• [BAGIAN TEKS]
+ + +
TEMPO.CO , Yogyakarta - Proses pencarian identitas korban pesawat Shukoi Superjet 100 yang jatuh di Gunung Salak melalui pencocokan DNA memerlukan waktu dua minggu. Meski begitu, ada upaya lain yang bisa dipercepat untuk mengetahui identitas para korban agar jenazah korban bisa segera diterima keluarga, yakni melalui identifikasi gigi.
Menurut pakar antropolog ragawi dari Universitas Airlangga, Profesor Josef Glinka SVD, jika memiliki catatan dokter gigi dari korban, keluarga dapat menyerahkan data tersebut kepada tim Disaster Victim Identification Indonesia (DVI).
“Kalau korban pernah mencabut gigi, menambal gigi, pasti dokter punya record pasiennya. Berdasarkan gigi yang bersangkutan bisa mengidentifikasi,” kata Profesor Glinka kepada Tempo, Minggu 13 Mei 2012.
Hanya, identifikasi melalui gigi ini dengan catatan pada jenazah masih terdapat kerangka kepalanya. Dengan demikian bila kerangka kepala korban ditemukan dan ada catatan medis pasien dari dokter gigi, korban ini tak memerlukan pemeriksaan DNA.
“Kalau kondisinya hancur, satu-satunya yang bisa dilakukan DNA,” kata dia.
Sebagai guru besar yang pernah mengepalai Departemen Antropologi Universitas Airlangga, Prof Glinka menyampaikan tim UNAIR diterjunkan ke Jakarta untuk membantu proses identifikasi. “Ada doktor antropolog forensik terbaik di UNAIR yang ikut dalam tim itu,” katanya.
+ + +
• [DATA YANG DIBERIKAN]
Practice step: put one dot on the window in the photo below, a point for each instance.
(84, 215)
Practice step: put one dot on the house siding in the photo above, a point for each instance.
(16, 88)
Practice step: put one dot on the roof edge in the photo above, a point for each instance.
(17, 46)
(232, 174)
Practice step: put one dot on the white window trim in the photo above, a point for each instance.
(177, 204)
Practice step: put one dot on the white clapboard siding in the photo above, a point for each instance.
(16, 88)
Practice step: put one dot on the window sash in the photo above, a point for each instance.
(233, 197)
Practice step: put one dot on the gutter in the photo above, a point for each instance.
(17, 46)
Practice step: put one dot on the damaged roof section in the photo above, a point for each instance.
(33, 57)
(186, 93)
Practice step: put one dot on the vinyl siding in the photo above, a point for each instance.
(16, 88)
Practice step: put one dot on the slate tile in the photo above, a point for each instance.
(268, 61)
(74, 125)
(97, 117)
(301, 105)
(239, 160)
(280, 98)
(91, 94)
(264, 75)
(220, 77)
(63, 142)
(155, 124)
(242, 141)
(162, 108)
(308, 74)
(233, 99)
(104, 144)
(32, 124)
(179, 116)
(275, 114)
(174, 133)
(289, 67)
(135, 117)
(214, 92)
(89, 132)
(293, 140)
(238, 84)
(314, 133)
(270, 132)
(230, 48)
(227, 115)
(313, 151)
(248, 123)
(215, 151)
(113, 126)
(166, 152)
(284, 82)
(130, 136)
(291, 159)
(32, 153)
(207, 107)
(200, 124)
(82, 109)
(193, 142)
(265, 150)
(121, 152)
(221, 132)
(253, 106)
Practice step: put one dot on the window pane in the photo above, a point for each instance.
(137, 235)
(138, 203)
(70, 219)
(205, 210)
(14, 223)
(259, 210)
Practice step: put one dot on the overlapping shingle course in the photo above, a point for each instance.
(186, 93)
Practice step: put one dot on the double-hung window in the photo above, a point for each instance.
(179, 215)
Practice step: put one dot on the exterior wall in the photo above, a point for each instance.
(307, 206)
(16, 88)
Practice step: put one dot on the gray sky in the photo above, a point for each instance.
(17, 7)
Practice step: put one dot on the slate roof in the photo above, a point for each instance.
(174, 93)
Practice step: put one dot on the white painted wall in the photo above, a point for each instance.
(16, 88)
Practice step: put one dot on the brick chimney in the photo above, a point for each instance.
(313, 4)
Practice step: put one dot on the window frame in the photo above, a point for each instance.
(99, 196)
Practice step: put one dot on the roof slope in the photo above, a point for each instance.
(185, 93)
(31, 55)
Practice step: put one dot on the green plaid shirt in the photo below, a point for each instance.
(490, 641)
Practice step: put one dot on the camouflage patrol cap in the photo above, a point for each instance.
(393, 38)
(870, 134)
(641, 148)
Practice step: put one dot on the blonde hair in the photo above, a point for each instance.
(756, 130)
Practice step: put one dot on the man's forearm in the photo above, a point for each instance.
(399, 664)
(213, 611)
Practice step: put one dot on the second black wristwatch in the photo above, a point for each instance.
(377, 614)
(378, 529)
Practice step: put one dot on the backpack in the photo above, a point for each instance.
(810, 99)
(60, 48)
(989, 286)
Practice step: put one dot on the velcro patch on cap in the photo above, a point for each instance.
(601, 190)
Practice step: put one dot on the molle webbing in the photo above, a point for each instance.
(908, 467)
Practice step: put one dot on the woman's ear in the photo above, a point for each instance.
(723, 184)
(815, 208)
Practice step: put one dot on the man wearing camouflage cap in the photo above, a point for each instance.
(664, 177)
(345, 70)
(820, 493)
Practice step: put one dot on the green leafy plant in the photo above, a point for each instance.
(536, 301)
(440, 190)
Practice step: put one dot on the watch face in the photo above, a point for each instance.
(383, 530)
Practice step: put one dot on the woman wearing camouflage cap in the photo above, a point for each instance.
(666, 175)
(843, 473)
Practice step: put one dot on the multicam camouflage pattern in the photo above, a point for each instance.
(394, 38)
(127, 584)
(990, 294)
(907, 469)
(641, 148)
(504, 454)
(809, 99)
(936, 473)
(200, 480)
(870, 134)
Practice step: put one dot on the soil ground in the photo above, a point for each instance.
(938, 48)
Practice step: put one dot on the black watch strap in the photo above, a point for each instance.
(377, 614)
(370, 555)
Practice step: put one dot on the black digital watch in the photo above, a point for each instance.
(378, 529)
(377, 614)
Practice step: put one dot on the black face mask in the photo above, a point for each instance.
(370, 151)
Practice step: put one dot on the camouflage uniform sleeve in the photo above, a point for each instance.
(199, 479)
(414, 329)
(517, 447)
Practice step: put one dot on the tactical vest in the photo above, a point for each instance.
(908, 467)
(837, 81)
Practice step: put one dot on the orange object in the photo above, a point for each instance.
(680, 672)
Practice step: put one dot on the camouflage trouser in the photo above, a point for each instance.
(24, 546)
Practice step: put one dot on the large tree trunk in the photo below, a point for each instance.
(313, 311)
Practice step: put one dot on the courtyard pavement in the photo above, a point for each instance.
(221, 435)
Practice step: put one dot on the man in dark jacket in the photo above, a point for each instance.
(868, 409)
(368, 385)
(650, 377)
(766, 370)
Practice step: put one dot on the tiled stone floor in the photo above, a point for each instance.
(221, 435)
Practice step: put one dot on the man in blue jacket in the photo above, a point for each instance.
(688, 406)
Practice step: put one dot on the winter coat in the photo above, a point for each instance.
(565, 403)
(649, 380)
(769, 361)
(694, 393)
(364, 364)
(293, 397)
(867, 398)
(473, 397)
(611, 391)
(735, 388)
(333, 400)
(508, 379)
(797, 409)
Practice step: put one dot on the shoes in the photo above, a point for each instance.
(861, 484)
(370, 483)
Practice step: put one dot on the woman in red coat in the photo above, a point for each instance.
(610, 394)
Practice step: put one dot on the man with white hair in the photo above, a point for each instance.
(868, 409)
+ + +
• [YANG PERLU DIKERJAKAN] Tolong lanjutkan berita tentang identifikasi korban pesawat yang jatuh di Gunung Salak, dimulai setelah kalimat terakhirnya.

• [JAWABAN LATIHAN]
Tak banyak yang mengetahui bahwa dalam setiap peristiwa besar kecelakaan di Indonesia antropolog forensik merupakan salah satu garda terdepan dalam proses identifikasi.
Antropologi forensik merupakan bidang ilmu untuk physical anthropologists yang mengaplikasikan ilmunya dalam bidang biologi, sains, dan budaya dalam proses hukum. Antropologi forensik memeriksa sisa rangka manusia. Forensik antropologi terutama untuk menentukan identitas jasad berdasar bukti yang tersedia, yaitu menentukan jenis kelamin, perkiraan usia, bentuk tubuh, dan pertalian ras.
Hanya sayangnya Indonesia hanya memiliki dua doktor antropolog forensik, yakni Prof. Dr. Etty Indriati Kepala Laboratorium Bioantropologi dan Paleoantropologi Universitas Gadjah Mada dan Dr. Toetik Koesbardiati, Lektor Kepala di Departemen Antropologi FISIP Universitas Airlangga. “Padahal Indonesia sangat membutuhkan antropolog yang banyak,” kata Prof. Glinka.